■ Problem details
All lines in the entries below that hold "wristband" make up the answer.

■ Stored items from a collection
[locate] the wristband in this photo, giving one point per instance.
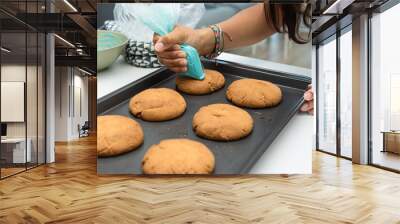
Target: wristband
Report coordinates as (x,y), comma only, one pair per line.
(219,42)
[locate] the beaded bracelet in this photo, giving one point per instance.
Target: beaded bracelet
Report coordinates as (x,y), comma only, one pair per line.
(219,42)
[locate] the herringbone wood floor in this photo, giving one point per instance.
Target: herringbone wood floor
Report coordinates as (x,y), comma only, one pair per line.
(69,191)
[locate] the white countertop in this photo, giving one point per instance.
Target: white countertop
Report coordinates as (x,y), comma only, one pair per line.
(291,151)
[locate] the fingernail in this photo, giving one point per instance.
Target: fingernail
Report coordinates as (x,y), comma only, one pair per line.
(307,96)
(159,46)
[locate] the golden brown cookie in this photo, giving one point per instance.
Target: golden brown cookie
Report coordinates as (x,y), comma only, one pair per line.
(254,93)
(212,82)
(178,156)
(222,122)
(157,104)
(117,134)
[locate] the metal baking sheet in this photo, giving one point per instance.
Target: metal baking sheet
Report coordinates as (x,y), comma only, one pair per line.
(235,157)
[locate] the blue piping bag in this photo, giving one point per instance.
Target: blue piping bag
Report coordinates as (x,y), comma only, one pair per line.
(161,19)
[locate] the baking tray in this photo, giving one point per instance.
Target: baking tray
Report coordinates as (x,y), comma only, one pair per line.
(235,157)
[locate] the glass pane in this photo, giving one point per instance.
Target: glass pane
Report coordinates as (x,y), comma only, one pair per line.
(327,97)
(346,94)
(386,89)
(41,99)
(31,100)
(13,87)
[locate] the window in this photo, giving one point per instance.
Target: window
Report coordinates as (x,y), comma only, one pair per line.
(327,97)
(346,75)
(385,89)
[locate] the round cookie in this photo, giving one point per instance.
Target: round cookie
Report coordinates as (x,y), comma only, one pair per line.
(157,104)
(222,122)
(212,82)
(253,93)
(178,156)
(117,134)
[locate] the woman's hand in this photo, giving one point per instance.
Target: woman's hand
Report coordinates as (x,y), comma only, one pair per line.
(170,54)
(308,105)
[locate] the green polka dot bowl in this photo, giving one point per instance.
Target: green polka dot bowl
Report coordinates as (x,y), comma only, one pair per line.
(110,45)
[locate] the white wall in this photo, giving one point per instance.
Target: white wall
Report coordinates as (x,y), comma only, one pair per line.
(69,82)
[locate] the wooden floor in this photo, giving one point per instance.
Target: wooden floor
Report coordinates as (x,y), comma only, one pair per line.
(69,191)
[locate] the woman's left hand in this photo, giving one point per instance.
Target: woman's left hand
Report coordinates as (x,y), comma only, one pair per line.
(308,105)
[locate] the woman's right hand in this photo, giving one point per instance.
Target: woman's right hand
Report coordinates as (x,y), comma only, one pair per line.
(169,52)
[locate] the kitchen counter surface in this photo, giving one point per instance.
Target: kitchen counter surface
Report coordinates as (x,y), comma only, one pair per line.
(290,153)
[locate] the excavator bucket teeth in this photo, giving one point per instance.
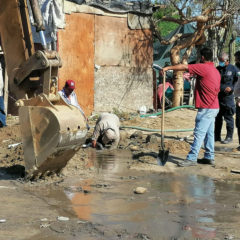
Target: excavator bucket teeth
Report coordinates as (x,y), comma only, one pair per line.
(51,136)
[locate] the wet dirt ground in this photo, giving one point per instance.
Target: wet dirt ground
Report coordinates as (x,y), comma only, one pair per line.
(95,196)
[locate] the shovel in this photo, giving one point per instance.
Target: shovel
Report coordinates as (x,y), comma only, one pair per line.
(163,154)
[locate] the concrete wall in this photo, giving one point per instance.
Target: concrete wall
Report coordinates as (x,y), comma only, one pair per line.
(93,37)
(124,88)
(125,78)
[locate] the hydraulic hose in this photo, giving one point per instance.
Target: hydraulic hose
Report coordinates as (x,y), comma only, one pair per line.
(158,130)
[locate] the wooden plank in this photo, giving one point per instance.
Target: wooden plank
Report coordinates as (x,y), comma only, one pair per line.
(76,49)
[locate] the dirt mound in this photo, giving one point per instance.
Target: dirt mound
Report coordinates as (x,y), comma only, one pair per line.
(177,146)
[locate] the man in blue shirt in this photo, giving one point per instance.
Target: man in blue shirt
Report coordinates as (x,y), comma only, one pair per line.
(2,113)
(229,76)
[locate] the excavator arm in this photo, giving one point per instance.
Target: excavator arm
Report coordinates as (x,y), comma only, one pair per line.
(52,130)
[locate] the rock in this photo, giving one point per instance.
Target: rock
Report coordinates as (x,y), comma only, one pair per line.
(237,205)
(152,139)
(61,218)
(137,134)
(140,190)
(134,148)
(123,135)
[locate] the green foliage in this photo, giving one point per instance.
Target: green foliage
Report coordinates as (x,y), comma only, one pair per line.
(165,27)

■ Written answer
[locate] the wristband in this photo, giving one point per instance.
Target: wristband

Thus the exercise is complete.